Copy only those lines which run from the line containing "Expected: for every instance of the golden" to the end of the entries below, both inclusive, exactly as written and with no pictures.
─── Exercise materials
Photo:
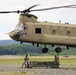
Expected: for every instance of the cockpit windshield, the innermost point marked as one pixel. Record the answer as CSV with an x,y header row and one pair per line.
x,y
21,27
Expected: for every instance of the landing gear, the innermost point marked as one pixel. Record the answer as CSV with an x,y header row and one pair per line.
x,y
45,50
58,49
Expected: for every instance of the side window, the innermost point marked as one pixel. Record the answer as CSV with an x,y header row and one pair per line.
x,y
38,30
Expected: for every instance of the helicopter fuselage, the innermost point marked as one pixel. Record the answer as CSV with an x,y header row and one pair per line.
x,y
49,33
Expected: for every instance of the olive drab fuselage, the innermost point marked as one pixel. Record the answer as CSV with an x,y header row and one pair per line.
x,y
44,32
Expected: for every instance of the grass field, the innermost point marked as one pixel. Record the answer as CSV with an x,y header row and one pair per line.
x,y
16,62
19,59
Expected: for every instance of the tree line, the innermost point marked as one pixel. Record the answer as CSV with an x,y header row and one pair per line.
x,y
21,49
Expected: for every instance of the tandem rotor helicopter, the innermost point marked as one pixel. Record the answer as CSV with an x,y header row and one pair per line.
x,y
32,31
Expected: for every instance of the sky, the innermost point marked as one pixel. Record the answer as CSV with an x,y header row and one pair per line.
x,y
8,22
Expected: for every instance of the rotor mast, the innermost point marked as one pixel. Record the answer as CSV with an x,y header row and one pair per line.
x,y
27,18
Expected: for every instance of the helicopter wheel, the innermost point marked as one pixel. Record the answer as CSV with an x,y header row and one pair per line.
x,y
58,49
45,50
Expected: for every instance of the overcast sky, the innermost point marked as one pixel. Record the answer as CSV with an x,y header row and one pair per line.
x,y
8,22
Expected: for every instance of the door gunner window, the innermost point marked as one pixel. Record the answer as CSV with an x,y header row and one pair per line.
x,y
38,30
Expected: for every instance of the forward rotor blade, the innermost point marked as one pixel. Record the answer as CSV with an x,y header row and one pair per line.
x,y
5,12
28,10
67,6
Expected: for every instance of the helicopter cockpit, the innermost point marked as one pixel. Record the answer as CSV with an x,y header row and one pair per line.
x,y
21,27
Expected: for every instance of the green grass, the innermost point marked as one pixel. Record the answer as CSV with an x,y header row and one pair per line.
x,y
14,74
65,60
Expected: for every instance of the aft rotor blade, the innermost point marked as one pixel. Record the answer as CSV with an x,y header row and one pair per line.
x,y
67,6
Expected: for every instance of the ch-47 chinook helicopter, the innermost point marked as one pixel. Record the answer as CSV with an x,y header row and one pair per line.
x,y
30,30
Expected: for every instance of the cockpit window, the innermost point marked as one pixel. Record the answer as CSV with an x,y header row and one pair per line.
x,y
22,27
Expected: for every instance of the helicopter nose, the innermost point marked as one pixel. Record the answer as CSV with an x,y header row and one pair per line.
x,y
11,35
15,35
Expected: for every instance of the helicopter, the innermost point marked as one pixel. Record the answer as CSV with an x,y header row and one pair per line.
x,y
30,30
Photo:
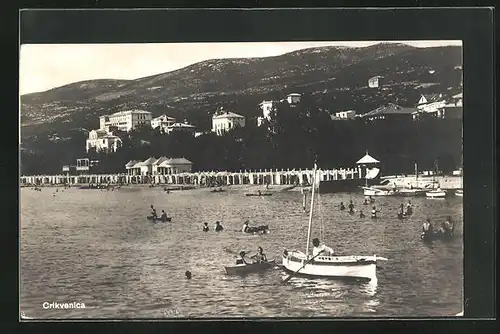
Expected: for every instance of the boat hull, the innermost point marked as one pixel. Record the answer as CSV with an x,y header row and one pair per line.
x,y
377,192
241,269
435,194
159,219
266,194
335,267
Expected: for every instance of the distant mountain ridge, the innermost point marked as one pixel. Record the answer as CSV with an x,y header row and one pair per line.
x,y
335,76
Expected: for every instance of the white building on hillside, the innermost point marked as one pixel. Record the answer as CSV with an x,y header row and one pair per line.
x,y
431,103
162,121
161,166
125,120
181,127
224,121
103,141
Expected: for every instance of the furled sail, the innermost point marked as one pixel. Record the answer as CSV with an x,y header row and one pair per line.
x,y
372,173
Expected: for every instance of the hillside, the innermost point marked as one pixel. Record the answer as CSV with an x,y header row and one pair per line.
x,y
335,77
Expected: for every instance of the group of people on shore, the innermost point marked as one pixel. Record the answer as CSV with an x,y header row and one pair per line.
x,y
446,227
361,214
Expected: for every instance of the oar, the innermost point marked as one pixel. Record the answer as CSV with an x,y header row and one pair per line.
x,y
291,275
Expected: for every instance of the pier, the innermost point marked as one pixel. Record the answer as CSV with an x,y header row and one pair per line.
x,y
204,178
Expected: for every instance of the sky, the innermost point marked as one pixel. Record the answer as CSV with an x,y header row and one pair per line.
x,y
46,66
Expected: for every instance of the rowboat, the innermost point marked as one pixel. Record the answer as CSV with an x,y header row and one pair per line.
x,y
411,192
257,229
159,219
243,268
370,191
359,268
438,193
264,194
435,235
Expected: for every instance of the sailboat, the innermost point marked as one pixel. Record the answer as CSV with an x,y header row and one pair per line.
x,y
361,268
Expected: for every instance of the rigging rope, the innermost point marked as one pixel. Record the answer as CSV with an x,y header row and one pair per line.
x,y
321,229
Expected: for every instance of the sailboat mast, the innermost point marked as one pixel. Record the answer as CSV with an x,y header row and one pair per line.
x,y
311,211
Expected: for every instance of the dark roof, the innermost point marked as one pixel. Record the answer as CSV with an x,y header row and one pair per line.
x,y
433,97
391,109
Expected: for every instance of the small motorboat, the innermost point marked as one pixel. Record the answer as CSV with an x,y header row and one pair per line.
x,y
436,235
370,191
159,219
243,268
261,194
437,193
257,229
411,192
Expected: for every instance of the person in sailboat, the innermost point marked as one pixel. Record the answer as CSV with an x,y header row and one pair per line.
x,y
427,226
241,258
218,226
321,248
245,227
153,212
401,210
448,225
409,208
351,207
260,256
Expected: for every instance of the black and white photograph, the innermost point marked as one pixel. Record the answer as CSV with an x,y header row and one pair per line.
x,y
241,179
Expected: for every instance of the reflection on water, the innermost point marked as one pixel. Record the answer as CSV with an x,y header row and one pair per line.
x,y
97,247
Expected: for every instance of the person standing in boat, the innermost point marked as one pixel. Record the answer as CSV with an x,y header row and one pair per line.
x,y
327,251
409,209
427,226
260,256
153,211
351,207
218,226
241,258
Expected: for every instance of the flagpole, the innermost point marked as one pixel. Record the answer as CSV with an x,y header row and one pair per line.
x,y
311,211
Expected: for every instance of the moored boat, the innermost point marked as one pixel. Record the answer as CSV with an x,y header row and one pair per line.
x,y
243,268
411,192
370,191
335,267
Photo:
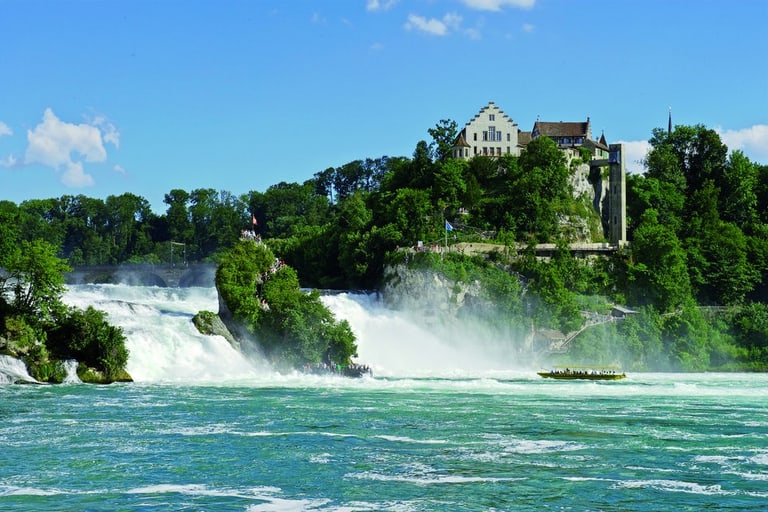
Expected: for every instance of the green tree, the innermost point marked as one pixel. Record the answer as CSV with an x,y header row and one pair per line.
x,y
443,137
658,273
34,279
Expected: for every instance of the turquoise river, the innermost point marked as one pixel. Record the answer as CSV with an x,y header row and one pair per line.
x,y
205,429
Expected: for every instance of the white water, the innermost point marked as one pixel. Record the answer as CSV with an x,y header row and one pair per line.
x,y
70,366
397,343
12,370
164,345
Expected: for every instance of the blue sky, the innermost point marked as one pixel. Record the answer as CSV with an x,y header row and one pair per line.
x,y
105,97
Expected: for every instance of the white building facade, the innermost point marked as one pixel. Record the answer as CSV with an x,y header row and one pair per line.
x,y
490,133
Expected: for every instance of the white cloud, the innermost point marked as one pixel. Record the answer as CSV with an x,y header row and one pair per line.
x,y
497,5
635,152
8,162
75,177
377,5
433,26
65,146
753,141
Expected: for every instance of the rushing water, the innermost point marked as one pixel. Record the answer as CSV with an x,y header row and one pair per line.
x,y
202,428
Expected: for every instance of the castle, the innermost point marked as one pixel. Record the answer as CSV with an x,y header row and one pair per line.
x,y
493,133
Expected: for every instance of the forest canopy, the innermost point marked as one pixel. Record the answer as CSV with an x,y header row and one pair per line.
x,y
695,268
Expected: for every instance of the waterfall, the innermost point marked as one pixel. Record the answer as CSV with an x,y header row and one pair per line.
x,y
70,365
399,343
163,344
13,370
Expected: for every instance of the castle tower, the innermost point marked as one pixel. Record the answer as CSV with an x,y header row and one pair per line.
x,y
617,201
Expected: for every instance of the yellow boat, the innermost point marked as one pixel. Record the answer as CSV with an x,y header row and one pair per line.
x,y
583,373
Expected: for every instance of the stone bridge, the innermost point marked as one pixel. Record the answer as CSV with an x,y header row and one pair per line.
x,y
164,275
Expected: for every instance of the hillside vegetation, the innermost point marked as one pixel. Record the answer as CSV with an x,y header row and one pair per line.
x,y
695,270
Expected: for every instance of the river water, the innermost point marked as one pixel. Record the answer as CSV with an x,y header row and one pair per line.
x,y
203,428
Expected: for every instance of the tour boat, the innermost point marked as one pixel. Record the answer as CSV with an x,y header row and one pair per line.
x,y
583,373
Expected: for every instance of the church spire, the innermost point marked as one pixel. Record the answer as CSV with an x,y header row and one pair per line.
x,y
669,123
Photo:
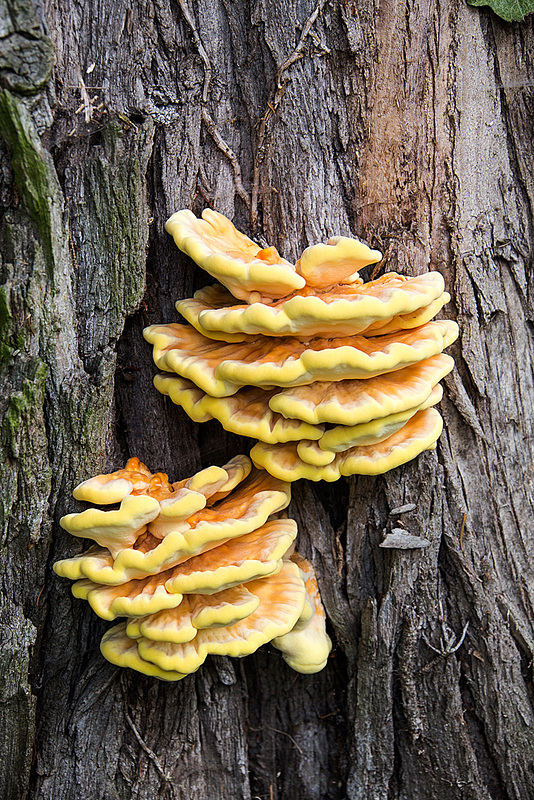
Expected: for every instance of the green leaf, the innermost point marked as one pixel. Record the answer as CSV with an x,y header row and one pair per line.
x,y
507,9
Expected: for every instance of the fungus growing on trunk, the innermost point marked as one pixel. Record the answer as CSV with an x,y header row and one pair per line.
x,y
323,374
208,570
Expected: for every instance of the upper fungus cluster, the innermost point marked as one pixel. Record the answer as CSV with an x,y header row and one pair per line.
x,y
332,375
202,566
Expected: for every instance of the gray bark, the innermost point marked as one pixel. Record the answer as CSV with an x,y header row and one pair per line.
x,y
408,125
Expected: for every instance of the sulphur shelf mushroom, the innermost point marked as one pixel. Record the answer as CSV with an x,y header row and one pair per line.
x,y
197,567
333,376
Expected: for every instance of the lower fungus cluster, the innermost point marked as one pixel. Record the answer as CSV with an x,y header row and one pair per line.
x,y
333,376
202,566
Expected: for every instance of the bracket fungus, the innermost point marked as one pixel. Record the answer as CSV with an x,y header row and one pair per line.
x,y
210,569
332,375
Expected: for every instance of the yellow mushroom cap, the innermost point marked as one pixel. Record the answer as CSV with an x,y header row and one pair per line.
x,y
355,402
282,598
253,555
245,413
324,265
135,478
136,598
221,369
259,496
342,437
395,301
231,257
115,530
122,651
420,433
196,612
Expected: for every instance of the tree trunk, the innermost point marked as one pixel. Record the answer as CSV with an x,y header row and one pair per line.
x,y
408,125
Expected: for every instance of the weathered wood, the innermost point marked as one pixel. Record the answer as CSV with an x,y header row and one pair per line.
x,y
408,125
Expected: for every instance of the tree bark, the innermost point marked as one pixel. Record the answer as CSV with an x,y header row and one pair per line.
x,y
408,125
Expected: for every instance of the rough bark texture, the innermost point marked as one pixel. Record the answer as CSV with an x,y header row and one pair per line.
x,y
406,124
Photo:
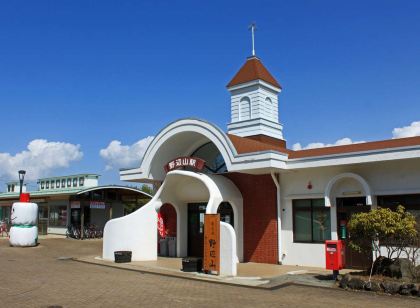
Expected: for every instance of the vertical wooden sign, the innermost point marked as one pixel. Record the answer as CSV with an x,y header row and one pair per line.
x,y
211,243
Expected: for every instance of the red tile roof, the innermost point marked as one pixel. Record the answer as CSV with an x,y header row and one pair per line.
x,y
247,145
357,147
253,69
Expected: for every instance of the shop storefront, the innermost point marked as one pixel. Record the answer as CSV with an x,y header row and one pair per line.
x,y
83,205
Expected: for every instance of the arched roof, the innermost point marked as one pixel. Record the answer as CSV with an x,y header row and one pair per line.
x,y
116,187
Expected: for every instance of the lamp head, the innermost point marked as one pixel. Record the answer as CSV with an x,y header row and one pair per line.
x,y
21,174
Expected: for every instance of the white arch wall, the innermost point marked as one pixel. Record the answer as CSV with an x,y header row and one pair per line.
x,y
137,231
398,177
181,138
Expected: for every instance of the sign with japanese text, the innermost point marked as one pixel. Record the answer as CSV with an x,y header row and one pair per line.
x,y
97,205
161,226
211,243
75,204
192,162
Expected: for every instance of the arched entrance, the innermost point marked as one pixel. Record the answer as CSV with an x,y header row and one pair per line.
x,y
193,195
347,194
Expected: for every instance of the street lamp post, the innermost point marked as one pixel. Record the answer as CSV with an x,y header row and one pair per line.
x,y
21,178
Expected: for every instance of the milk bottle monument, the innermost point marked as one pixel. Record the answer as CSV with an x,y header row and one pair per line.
x,y
24,216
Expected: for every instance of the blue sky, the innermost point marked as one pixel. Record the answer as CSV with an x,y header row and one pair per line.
x,y
90,72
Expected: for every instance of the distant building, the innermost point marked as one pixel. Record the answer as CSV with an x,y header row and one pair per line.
x,y
74,199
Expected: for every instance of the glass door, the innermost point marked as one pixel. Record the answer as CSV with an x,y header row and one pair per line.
x,y
196,213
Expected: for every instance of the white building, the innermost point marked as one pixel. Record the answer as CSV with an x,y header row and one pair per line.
x,y
283,204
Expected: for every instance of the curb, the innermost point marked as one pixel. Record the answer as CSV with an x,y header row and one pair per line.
x,y
271,287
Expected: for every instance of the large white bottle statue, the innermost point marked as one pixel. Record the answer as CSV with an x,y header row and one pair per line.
x,y
24,218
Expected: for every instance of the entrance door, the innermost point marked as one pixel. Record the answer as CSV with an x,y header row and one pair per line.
x,y
196,213
346,207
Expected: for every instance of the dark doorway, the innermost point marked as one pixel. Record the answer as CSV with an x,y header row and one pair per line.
x,y
346,207
196,213
226,213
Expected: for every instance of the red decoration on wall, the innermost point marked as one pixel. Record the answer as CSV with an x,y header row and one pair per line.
x,y
192,162
309,185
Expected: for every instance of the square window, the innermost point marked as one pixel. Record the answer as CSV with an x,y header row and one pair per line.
x,y
311,221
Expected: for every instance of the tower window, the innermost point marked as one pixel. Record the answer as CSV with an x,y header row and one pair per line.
x,y
244,109
270,107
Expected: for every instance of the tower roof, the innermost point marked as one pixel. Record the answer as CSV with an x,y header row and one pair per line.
x,y
253,69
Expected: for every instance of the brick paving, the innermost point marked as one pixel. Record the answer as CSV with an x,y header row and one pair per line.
x,y
34,277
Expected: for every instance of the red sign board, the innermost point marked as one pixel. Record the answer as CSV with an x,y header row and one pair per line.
x,y
211,243
161,226
180,162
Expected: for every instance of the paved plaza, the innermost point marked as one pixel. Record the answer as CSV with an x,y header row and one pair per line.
x,y
44,277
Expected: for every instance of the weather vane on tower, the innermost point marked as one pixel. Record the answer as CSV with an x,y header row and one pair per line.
x,y
253,27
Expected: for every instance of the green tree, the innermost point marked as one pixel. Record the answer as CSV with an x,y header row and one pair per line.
x,y
394,230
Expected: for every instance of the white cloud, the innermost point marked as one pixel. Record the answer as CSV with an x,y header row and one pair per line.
x,y
314,145
407,131
39,159
117,155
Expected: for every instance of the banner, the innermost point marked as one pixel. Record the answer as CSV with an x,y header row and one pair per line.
x,y
161,226
211,243
180,162
97,205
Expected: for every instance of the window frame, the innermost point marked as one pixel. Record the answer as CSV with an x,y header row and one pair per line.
x,y
311,209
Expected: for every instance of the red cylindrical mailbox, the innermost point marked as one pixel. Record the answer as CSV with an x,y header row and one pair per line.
x,y
335,255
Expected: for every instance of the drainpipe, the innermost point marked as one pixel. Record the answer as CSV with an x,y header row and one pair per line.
x,y
276,181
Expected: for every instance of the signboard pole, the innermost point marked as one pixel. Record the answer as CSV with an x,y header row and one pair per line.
x,y
211,243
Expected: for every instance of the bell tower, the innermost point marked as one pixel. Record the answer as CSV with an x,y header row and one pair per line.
x,y
254,102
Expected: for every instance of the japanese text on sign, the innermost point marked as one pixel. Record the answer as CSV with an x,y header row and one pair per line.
x,y
180,162
211,242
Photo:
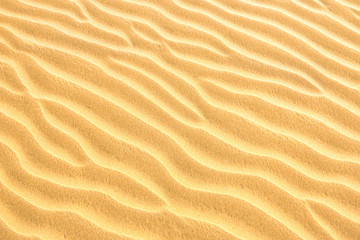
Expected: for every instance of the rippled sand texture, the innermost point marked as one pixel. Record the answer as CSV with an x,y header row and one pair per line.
x,y
180,119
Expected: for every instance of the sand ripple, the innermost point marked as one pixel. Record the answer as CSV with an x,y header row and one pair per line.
x,y
180,119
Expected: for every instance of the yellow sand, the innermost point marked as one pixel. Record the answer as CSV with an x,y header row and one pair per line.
x,y
180,119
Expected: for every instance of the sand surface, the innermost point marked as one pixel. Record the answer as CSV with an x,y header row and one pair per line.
x,y
180,119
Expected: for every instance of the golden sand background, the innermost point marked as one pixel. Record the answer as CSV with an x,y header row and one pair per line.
x,y
180,119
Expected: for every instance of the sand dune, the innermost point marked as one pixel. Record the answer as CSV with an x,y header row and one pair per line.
x,y
180,119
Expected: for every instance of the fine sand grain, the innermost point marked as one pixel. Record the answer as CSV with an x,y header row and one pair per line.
x,y
180,119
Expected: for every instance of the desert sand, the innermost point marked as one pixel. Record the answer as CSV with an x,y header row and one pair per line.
x,y
180,119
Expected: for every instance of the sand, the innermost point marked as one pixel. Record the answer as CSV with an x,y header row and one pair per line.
x,y
180,119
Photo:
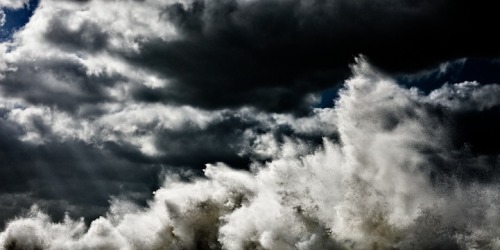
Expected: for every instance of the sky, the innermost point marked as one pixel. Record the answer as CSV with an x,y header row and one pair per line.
x,y
249,124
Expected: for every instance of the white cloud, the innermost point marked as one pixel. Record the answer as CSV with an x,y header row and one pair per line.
x,y
2,18
374,187
13,4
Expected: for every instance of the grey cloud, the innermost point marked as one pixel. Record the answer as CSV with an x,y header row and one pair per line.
x,y
378,185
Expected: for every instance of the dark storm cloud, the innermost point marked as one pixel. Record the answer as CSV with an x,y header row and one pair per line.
x,y
271,54
58,82
72,172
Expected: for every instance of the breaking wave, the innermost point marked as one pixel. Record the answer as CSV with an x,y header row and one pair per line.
x,y
389,182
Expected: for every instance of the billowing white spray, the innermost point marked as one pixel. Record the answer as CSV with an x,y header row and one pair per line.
x,y
376,188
──────
--- Solution below ---
Expected: for every instance of the golden sand background, the innermost point marked as one pixel. Record the answer as CSV with an x,y header row and one pair per line.
x,y
180,119
Expected: for every instance of the sand dune, the innermost point marked as one pixel. Record the answer as CSV with an x,y header row and one pair per line.
x,y
180,119
Expected: for every instance of the fine sand grain, the innermost point marked as one pixel. Record the answer as CSV with an x,y header row and one pair per line.
x,y
180,119
Expected: for every instance of the desert sand, the innermost point marked as one pixel. Record the answer as CSV with an x,y header row and one pair per line.
x,y
180,119
Expected: for every instance of the sand, the innermost point marked as one pixel. Record the answer as CSV with an x,y header row and one pair per line.
x,y
180,119
Photo:
Expected: for every instance of the sky, the innermost point marked as one pixel. Record the answer as CSV with an x,y header row and one pair per line.
x,y
249,124
Expected: for every instance of the white cloud, the innermost point marked as one pixel. Record the answer as CSV with an x,y header row and one pair per line.
x,y
2,18
374,187
13,4
Expected: for every instance of the grey cloud, the innermost point marked as one pixel. Record the answer as CSV with an x,y header row and one pair per line.
x,y
378,185
Expected: for every instance of the dark storm cloud, the innermost point marked as one pixel. Record the answer as CSV with an x,y header row and one pair per line.
x,y
271,54
58,82
72,172
Expected: for every instance of the breaking wave, the innermost point marked as one pixel. Record the answer as CSV with an x,y header row and one pair per line.
x,y
389,182
Expected: for every instance of the billowing white spray, the innermost point marked as one pixel. Record the answer as CSV with an x,y header row and one pair per line.
x,y
376,188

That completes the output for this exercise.